*Supplied records*
● ● ● ● ● ● ●

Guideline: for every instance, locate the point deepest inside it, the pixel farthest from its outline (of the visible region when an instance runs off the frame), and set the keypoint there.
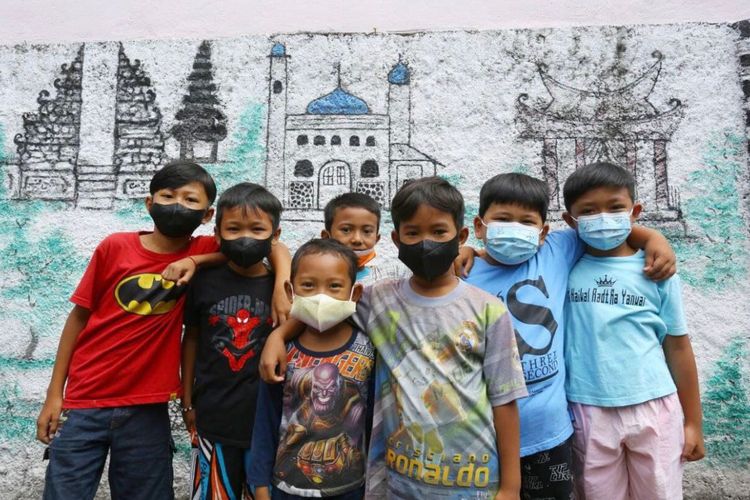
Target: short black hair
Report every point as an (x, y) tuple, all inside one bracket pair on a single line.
[(433, 191), (350, 200), (596, 175), (516, 189), (327, 246), (178, 173), (249, 196)]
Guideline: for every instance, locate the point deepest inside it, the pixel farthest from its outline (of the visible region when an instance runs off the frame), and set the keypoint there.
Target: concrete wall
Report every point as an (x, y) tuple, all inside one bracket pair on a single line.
[(668, 101)]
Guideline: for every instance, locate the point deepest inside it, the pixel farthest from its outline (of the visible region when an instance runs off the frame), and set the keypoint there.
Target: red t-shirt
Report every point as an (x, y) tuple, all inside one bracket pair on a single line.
[(129, 351)]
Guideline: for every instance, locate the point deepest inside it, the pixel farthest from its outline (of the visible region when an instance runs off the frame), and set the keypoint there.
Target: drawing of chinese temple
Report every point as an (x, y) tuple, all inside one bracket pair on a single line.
[(579, 126)]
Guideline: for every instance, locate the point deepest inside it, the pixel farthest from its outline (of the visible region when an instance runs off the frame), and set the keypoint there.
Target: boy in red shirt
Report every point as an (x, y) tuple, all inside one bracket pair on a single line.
[(120, 348)]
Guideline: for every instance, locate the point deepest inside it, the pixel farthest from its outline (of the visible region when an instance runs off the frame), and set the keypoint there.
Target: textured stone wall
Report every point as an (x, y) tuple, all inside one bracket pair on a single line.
[(83, 126)]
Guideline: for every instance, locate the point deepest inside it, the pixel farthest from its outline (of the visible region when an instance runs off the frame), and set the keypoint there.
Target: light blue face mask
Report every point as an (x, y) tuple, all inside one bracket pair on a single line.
[(511, 243), (604, 231)]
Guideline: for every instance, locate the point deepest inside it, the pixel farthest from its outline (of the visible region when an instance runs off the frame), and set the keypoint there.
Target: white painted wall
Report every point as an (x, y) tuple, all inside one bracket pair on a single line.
[(85, 20)]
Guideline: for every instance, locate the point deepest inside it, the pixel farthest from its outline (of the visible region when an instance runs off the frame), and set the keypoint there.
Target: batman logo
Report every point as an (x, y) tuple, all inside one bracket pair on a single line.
[(147, 294)]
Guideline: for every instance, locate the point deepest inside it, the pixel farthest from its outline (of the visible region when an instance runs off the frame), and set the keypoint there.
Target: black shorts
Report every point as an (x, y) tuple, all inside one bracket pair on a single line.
[(548, 475)]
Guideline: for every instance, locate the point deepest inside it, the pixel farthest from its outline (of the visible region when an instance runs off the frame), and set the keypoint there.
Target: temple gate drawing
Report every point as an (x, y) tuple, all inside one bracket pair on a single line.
[(579, 126)]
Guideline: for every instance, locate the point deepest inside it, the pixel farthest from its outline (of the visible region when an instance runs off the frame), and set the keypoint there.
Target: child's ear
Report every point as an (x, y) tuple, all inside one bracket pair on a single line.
[(394, 238), (208, 215), (357, 292), (543, 234), (463, 235), (288, 290), (478, 228), (637, 209), (569, 220)]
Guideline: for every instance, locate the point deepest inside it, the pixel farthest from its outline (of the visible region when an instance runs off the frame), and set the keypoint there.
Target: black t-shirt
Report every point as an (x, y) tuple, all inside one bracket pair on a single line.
[(234, 316)]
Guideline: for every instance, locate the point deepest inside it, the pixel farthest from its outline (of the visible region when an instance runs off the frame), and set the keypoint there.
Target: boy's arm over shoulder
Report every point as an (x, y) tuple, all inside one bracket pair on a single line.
[(672, 310), (502, 365), (661, 261), (203, 252), (265, 440)]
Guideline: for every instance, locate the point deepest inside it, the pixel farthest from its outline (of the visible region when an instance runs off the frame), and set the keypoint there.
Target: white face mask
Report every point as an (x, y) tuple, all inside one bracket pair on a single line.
[(322, 311)]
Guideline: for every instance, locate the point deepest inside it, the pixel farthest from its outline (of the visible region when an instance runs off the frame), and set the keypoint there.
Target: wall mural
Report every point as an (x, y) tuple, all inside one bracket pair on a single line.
[(83, 127)]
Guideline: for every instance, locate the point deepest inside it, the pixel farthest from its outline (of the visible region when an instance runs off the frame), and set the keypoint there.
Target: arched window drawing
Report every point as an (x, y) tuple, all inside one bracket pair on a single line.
[(369, 169), (303, 168)]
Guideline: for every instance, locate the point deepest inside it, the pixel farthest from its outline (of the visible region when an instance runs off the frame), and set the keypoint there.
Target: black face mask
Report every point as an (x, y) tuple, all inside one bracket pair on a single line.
[(175, 220), (246, 252), (429, 259)]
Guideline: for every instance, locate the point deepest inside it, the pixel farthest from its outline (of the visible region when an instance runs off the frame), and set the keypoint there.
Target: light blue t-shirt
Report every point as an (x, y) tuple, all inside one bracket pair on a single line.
[(534, 292), (617, 321)]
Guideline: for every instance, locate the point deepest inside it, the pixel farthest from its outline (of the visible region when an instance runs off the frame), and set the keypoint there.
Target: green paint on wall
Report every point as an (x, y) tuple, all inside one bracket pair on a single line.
[(17, 414), (717, 256), (727, 409), (247, 159)]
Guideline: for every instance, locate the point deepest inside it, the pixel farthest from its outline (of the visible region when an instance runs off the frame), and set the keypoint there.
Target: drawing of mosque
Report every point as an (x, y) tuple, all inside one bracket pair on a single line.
[(338, 145)]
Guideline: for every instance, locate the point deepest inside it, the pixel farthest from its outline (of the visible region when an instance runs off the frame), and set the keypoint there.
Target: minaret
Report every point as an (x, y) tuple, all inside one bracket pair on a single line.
[(275, 131), (399, 104)]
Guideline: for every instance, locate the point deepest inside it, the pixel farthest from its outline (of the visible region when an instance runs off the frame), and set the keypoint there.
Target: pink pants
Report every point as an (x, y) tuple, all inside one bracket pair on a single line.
[(630, 452)]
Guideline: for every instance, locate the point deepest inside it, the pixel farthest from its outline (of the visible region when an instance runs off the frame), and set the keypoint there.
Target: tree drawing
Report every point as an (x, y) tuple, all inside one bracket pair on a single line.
[(201, 123)]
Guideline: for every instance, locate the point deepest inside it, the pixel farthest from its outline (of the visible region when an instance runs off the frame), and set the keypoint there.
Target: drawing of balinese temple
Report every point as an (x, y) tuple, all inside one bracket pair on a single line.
[(67, 152), (338, 145), (579, 126)]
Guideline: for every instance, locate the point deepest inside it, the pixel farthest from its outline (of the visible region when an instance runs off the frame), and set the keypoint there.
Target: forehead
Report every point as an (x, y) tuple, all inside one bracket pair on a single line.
[(322, 266), (354, 215), (603, 194), (427, 215), (245, 214), (512, 209), (194, 187)]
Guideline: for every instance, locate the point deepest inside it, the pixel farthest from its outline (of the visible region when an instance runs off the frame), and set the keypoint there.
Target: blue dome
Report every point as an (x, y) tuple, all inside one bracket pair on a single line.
[(399, 75), (338, 102), (278, 50)]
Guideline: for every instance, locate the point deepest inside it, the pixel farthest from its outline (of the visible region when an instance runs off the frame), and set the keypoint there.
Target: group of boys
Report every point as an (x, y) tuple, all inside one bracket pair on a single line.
[(387, 380)]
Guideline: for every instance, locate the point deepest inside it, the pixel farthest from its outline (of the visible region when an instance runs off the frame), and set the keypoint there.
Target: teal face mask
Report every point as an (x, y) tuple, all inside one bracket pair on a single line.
[(604, 231), (511, 243)]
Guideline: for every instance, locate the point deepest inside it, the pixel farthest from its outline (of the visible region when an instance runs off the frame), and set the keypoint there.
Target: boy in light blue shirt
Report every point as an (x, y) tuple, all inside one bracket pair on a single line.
[(631, 375), (527, 267)]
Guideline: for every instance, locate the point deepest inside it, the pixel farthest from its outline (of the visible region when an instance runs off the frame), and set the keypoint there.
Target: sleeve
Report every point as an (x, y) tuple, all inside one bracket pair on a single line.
[(502, 365), (362, 313), (202, 245), (672, 311), (91, 285), (265, 440), (191, 314), (566, 244)]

● ● ● ● ● ● ●

*Required task*
Copy out word for word the stretch of the rows above from their start through the line containing "Target: short black hair", leaving out the picture.

*Exercise output*
Guideline: for every instance, locate the point deepest inside it, the pixel farthest from its outline (of the visible region when an instance runs off the frame), and set the keypoint there.
Target: short black hair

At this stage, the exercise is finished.